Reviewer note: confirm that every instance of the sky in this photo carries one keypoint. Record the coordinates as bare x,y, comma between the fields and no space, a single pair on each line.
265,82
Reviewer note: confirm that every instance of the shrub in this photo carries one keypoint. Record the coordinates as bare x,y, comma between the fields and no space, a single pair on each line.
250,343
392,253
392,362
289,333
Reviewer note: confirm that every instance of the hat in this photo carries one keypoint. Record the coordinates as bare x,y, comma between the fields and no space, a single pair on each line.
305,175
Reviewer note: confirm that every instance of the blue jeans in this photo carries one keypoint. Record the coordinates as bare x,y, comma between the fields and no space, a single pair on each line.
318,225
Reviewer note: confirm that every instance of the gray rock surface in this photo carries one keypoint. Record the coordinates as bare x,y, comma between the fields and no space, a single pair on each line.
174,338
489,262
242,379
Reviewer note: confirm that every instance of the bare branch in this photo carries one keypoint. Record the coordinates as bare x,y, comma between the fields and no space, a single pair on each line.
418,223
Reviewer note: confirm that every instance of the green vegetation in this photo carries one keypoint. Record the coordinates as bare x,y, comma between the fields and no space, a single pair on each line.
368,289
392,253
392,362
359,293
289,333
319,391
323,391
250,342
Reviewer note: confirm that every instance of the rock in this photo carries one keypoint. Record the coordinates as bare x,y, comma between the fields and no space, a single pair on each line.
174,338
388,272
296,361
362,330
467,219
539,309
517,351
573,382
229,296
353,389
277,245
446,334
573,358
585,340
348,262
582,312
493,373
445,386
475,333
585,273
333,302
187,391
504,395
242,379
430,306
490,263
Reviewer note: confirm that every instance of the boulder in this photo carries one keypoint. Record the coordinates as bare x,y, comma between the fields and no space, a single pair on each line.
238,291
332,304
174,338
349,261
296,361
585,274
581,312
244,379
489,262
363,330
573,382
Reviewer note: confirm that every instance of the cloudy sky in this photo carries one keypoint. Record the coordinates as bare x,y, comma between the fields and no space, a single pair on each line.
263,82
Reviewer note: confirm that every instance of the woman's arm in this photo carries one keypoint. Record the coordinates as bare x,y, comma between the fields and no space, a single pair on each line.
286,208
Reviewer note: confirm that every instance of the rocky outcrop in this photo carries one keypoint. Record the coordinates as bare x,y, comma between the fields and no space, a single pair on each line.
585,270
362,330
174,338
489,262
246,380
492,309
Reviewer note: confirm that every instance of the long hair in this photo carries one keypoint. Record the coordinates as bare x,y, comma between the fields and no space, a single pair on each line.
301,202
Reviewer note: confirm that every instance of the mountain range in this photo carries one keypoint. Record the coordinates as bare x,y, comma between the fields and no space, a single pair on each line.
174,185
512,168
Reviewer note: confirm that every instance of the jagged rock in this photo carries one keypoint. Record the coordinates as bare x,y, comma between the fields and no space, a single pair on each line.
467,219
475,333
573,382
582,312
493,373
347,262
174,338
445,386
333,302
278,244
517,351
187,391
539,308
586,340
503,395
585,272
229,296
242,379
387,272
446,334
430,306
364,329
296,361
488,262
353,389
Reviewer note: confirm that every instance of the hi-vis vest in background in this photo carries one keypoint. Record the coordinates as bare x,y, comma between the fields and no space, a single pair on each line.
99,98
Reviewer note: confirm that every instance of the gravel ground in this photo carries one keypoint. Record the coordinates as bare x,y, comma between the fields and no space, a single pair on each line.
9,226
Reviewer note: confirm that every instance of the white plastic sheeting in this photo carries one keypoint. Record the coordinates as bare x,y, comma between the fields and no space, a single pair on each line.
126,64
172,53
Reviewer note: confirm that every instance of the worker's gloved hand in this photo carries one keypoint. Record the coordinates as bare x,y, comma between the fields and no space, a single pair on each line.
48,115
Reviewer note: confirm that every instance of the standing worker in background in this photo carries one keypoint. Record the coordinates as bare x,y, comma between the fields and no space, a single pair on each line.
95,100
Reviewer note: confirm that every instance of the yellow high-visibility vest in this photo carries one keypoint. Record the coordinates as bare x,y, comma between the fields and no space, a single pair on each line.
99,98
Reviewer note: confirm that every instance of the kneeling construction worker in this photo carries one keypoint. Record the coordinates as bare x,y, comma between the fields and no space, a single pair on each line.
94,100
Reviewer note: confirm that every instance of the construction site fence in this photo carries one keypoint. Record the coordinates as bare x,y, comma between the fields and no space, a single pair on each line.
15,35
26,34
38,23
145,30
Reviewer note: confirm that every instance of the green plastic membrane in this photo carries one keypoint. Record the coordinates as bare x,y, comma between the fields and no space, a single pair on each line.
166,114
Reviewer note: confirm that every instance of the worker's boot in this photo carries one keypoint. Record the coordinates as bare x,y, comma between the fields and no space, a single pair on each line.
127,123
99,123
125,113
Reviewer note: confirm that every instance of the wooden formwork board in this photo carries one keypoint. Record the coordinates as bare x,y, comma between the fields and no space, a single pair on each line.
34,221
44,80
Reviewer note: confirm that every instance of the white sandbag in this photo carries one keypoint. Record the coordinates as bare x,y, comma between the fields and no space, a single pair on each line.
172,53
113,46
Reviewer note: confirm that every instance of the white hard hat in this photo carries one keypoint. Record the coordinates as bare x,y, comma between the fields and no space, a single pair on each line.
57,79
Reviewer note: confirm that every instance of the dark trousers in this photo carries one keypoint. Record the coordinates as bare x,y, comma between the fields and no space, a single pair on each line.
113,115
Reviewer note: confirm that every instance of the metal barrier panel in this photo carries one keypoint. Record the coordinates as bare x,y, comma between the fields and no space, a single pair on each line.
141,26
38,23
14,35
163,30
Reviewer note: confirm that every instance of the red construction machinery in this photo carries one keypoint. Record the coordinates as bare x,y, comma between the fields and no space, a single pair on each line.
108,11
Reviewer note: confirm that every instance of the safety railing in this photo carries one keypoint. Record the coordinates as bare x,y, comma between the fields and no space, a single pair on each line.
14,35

▶ [PROBLEM]: Your task is to give the records above again, exactly.

▶ [WRITTEN RESPONSE]:
Reviewer note: confirm that every instance of the sky in this photo carries one keypoint. Record the coordinates as bare x,y, comma between the fields and no space, a single pair on each line.
265,82
Reviewer note: confirm that every instance of the shrub in this photo carries one keypoint. Record the coordinates as bare x,y, comma between the fields and no space, a single pair on each line.
250,343
392,253
392,362
289,333
Reviewer note: confirm that every instance of the hat in this photo carries one keypoint. Record the coordinates as bare x,y, comma between the fields and no space, a single pair on each line.
305,175
Reviewer note: confirm that every instance of the blue jeans in this photo carries one keypoint. Record the coordinates as bare x,y, comma between the fields and no space, a single pair on each line.
318,225
Reviewer note: confirm that every instance of the gray rock surface in this photo carries one keypoint. Record the coordinates as bare x,y, comma between the fields and no space, a single pair on each line.
174,338
489,262
242,379
Reviewer note: confirm that every instance of the bare branch in this photo carries one keypoint. Record the coordinates as bare x,y, comma between the fields and no space, a single pair on each line.
418,223
Reviewer note: confirm that every instance of the green vegetation in this photo carries one keypoint. Record the coordinates as bare x,y, comma between the fields and no space, a single pair on each line.
368,289
392,253
392,362
359,293
289,333
319,391
323,391
250,342
Reviewer note: confirm that every instance of the rock in this photo carries one keypoint. Record the coordinates as bare x,y, comma between the fields and no space, a single pair on each line.
174,338
388,272
296,361
362,330
467,219
539,309
517,351
573,382
229,296
353,389
277,245
446,334
573,358
585,340
348,262
582,312
493,373
445,386
475,333
585,273
333,302
187,391
504,395
242,379
430,306
490,263
Reviewer note: confirm that every instance of the boulder in this photo carries one keypoint. Record the coordinates as bare x,y, comma between the fields and no space, a single pair on each line.
238,291
332,304
174,338
349,261
296,361
585,274
581,312
244,379
489,262
363,330
573,382
Reviewer note: confirm that every instance of the cloudy sky in this photo carries one keypoint. Record the coordinates as bare x,y, comma between the fields and no space, a single pair on each line.
263,82
Reviewer note: confirm that every instance of the woman's arm in this photo carries one keypoint. Record the coordinates as bare x,y, comma between the fields and no space, a single pair on each line.
286,208
Reviewer note: confirm that every instance of the rocky outcrop in this photo carries one keypoint. Record the coordinates as bare x,y, comma between the fields and no space, a single pair on each line.
585,270
362,330
174,338
489,262
246,380
492,309
Reviewer note: confirm that every instance of the long hair in this photo carries one keypoint. Record the coordinates as bare x,y, comma between the fields and no space, a single pair on each line.
301,202
Reviewer note: confirm that every instance of the mountain range in this photo carries one keypoint. Record the coordinates as bare x,y, comma between the fields and no space, a single pair on each line.
174,185
512,168
Reviewer note: confirm that every instance of the jagged rock in this photo carries one keypoint. Record the coordinates as bare x,y, comma between the fields and no space, a single pair on each line.
467,219
475,333
573,382
582,312
493,373
347,262
174,338
445,386
333,302
278,244
517,351
187,391
539,308
586,340
503,395
585,272
229,296
242,379
387,272
446,334
430,306
364,329
296,361
488,262
353,389
Reviewer note: confirm that every instance of the hi-vis vest in background in this photo carries one keypoint. Record the coordinates as bare x,y, comma between the fields and no space, a single pair on each line.
99,98
Reviewer note: confirm that every instance of the gravel ground in this photo carries one keypoint. Record the coordinates as bare x,y, comma between the fields and no space, a single pair on each line.
9,226
Reviewer note: confirm that every instance of the white plastic sheeting in this photo carries one keypoint. Record the coordinates as bare x,y, comma between the fields and no space, a single pair on each line.
126,64
172,53
Reviewer note: confirm that every instance of the worker's gloved hand in this photo carries one keypoint. Record the coordinates as bare x,y, comma between the fields and no space, a single pair on each line.
48,115
Reviewer note: confirm that every instance of the standing worker in background in this photo carries one keypoint. Record the coordinates as bare x,y, comma between the fields and no space, a single pair on each line.
95,100
Reviewer note: confirm that every instance of the yellow high-visibility vest in this photo carries one keypoint. Record the coordinates as bare x,y, comma between the fields and no space, a single pair on each line.
99,98
Reviewer note: confirm that every instance of the kneeling construction worker in this photo carries one keypoint. Record the coordinates as bare x,y, comma between the fields and no space, a single pair on each line.
94,100
Reviewer note: confirm that every instance of the construction site fence in this photo carries one keypoint. Record the coordinates as bare x,y, comma between the fields and no space, a single pair on each line.
15,35
26,34
38,23
145,30
Reviewer note: confirm that every instance of the green plastic membrane in this photo carries one keypoint. Record the coordinates as bare x,y, comma between the fields and no space, a single pair on each line.
166,114
Reviewer note: confirm that every instance of the worker's boot in this photo carries one keypoint. Record the coordinates as bare x,y, comma between the fields and no space, a single pair on each line.
127,123
99,123
125,113
Reviewer note: confirm that every instance of the wooden formwork board in this photo carries one keypoint. Record the coordinates as bare x,y, comma between the fields and no space, a single pair on each line.
34,221
44,80
Reviewer note: confirm that every instance of the white sandbag in this photo carries one keypoint. Record the coordinates as bare x,y, comma between the fields and no space, a single pair on each line.
172,53
113,46
Reviewer note: confirm that every instance of the white hard hat in this photo carries one keypoint. Record the coordinates as bare x,y, comma between the fields and no space, a single pair on each line.
57,79
Reviewer note: confirm that every instance of the dark trousers in this photo carries one keypoint. Record the coordinates as bare x,y, comma between the fields and no space, a single pair on each line.
113,115
Reviewer note: confirm that every instance of the metal barrier panel in this photo carries one keypoint. Record the coordinates as bare x,y, comma between the fields and no space, a single pair on each line.
141,26
38,23
14,35
163,30
Reviewer note: confirm that every instance of the red construction machinery in this photo carries one keypoint. Record the coordinates as bare x,y, comma between the fields and no space, a single pair on each line.
108,11
Reviewer note: confirm that every instance of the safety railing in this photo carries one keypoint. Record the coordinates as bare x,y, comma between the fields and no space, a single pair on each line.
14,35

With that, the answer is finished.